━━━━━ Supplied records ━━━━━

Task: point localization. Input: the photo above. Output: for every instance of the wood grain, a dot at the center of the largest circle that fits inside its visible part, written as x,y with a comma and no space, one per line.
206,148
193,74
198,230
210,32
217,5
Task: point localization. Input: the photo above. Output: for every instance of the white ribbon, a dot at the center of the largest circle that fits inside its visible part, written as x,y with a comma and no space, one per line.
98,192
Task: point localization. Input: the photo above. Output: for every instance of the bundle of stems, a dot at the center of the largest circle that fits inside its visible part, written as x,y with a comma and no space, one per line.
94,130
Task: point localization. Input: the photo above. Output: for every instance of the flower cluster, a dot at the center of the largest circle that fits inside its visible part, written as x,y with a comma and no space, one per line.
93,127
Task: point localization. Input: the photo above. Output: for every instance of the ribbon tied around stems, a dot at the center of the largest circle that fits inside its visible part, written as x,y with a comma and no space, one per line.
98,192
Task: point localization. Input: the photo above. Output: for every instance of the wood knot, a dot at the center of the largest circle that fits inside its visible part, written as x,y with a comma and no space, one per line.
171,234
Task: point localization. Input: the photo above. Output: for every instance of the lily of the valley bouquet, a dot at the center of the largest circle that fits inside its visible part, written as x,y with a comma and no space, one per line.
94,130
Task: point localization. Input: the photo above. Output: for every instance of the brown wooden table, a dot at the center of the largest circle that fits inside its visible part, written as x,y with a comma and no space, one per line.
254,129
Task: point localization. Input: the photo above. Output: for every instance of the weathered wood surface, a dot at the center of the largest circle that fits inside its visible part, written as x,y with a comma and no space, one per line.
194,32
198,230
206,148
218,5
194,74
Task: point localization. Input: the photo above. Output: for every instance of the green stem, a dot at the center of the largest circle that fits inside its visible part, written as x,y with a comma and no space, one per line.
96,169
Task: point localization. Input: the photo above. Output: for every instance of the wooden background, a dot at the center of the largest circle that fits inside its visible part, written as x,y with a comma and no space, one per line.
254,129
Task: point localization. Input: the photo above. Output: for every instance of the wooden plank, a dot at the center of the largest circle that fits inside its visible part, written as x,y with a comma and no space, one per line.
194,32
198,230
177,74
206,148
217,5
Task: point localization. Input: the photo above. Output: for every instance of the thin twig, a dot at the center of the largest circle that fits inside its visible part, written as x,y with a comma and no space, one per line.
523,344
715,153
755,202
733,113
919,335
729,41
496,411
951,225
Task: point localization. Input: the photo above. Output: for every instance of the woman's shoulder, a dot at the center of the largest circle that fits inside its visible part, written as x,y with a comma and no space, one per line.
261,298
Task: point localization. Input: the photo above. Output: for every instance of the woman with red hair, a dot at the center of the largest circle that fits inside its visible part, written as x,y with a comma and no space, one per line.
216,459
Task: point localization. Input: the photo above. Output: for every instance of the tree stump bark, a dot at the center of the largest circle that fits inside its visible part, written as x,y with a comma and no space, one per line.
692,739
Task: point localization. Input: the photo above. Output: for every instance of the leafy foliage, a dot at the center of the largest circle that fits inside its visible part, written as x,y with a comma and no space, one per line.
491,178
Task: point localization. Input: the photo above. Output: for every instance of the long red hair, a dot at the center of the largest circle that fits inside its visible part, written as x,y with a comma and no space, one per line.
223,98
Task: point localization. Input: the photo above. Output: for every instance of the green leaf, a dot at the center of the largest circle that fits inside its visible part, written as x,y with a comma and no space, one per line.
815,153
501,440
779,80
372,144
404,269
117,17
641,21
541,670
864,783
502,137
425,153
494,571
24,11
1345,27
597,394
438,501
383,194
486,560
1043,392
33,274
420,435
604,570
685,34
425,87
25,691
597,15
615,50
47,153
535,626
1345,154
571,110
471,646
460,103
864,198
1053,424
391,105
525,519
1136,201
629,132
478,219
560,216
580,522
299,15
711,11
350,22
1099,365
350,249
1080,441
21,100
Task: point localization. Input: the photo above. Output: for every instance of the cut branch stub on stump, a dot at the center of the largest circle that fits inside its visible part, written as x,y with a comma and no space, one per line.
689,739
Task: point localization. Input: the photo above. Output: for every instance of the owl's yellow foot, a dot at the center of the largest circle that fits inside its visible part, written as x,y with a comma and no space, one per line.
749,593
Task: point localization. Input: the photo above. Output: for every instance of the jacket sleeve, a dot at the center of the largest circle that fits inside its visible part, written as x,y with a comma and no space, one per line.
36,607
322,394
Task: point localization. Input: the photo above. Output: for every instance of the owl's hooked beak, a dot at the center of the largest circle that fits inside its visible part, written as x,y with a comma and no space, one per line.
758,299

━━━━━

## Your task
Can you return all of the records above word for word, with nothing changed, added, or left out?

## Answer for this exercise
Task: point localization. Input: the photo above. Output: for every instance of the wood grain, a dot at the center of the largest circle that fits inside its visible part, written as x,y with a comma and no space, one per line.
206,148
193,74
198,230
210,32
217,5
Task: point localization. Input: the photo above. Output: for every instance of the white ribbon, a dot at the center of the largest circle that fits inside its visible part, written as x,y with a comma and no space, one per line.
98,192
Task: point localization. Input: the photo above. Output: for every instance of the bundle of stems, a dot at the center of the largest circle that fits inside its visible part, written as x,y with a comma and no space, one per line.
94,130
Task: point localization. Input: the photo above. Output: for every instance of the flower cluster, a dot at the center of the largest circle that fits inside its visible part, written as x,y with a comma and no space, one per line.
93,127
Task: point localization. Input: the photo above. Output: for every instance of the ribbon tied around stems, a dot at the center of the largest circle that fits inside its visible part, written as x,y with a comma and no space, one per line.
98,192
Task: point localization. Input: the photo above. Output: for every instance of the wood knot, a dot at the center of the largest circle that fits inside its visible part, written as x,y with a comma and no space, one per line.
171,234
Task: point localization. Input: the photo above. Output: for every instance of the lily of the valley bouquet, a dot at the center of the largest circle that fits inside its visible part, written as x,y with a comma and no space, one per line.
94,130
Task: point localization. Input: the photo above. Output: for every instance of the brown wooden table, a dot at the center of the largest circle that fits inside its visible part, written as x,y with a comma and no space, one per line.
254,129
Task: point localization. Input: the photo above. Output: for every instance of the weathered wood surface, a dot at the center of the largest circle that fits inside its visible part, written as x,y with a comma and no space, one per line.
194,32
198,230
206,148
218,5
194,74
Task: point localization. Input: the photo above. Output: for every instance of the green stem, a dot at the center of the largest circle that fits inside its visible part, written as x,y with a comma and no space, one per line.
96,169
Task: point localization. Input: the photo above. Output: for every instance of the wooden background, a dot at the center of the largest circle that fits inside its visible part, written as x,y with a comma and no space, one per line.
254,129
Task: point localization. Input: the photo above. Output: for every instance of the wooden plank, a dot at the center of the largest circle that fits inside its visible part, written as x,y with a comma and no space, one per line.
194,32
198,230
177,74
206,148
217,5
Task: point localization. Input: the photo above. Output: for every instance of the thin twig, a dot at the center of the largest circle that fits inside its visible part, written as x,y with a comma and no space, one per line.
523,344
715,153
755,202
733,113
919,335
729,41
496,411
951,225
Task: point localization. Input: the photo above. Output: for every instance of the woman's shoulder, a dot at the center of the largest circle that fits inside its visible part, written as x,y with a comma and no space, one per line.
261,298
Task: point localization. Input: the photo above. Output: for every instance of the woman with red hair, a dot at the center of the largest circle that fits inside its visible part, written as x,y with a comma and no space, one per line.
216,459
Task: point localization. Input: the photo above. Output: for every instance of the tree stump bark, a dot at the center of the largest circle that fits inside its visible part, written as x,y with a comma and no space, one per line.
692,739
Task: point localization. Input: the photo above. Output: for every instance of the leafy foliage, a dot at the center of the largest circle that fits inside its visible part, written as x,y with a comma and no space, one per line.
491,178
Task: point localization. Input: the photo above. Output: for every instance of the long red hair, a dot at the center of the largest circle that fits inside its visible part, written as x,y with a comma and no space, one per line.
223,98
Task: point localization. Input: the photo above. Output: for every instance of the green leaf, a dot at the center of the largest circle that fits inside its visible part, written as x,y with a comma and no space, one per line.
815,153
501,440
779,80
372,144
404,269
117,17
641,21
541,670
864,783
502,137
425,153
494,571
24,11
1345,27
597,394
438,501
383,194
486,560
1043,392
33,274
420,435
604,570
685,34
425,87
25,691
597,15
615,50
47,153
535,626
1345,154
571,110
471,646
460,103
864,198
1053,424
391,105
525,519
1136,201
629,132
478,219
560,216
580,522
299,15
711,11
350,22
1099,365
350,249
1080,441
21,100
Task: point localization. Input: the photo above. Output: for every instance of the cut branch stub on stump, a dot at the center of the largest circle that fits inside its visible part, written as x,y with a comma and no space, one per line.
689,739
Task: point localization. Input: the photo above. Output: for every instance of the owl's yellow foot, a dot at the center of the largest circle that fits inside its visible part, written as x,y with a comma and no space, one per line.
749,593
Task: point localization. Input: the photo above. Output: for every instance of the jacket sleeve, a dot at the center of the largest circle that fits inside its visible part, written as x,y with a comma and no space, one per line.
36,607
322,394
Task: point localization. Input: the photo above. Output: for every instance of the owl's hooked beak, a dot at the center of the largest circle that fits inside its visible part, written as x,y with a comma and no space, one per line.
758,299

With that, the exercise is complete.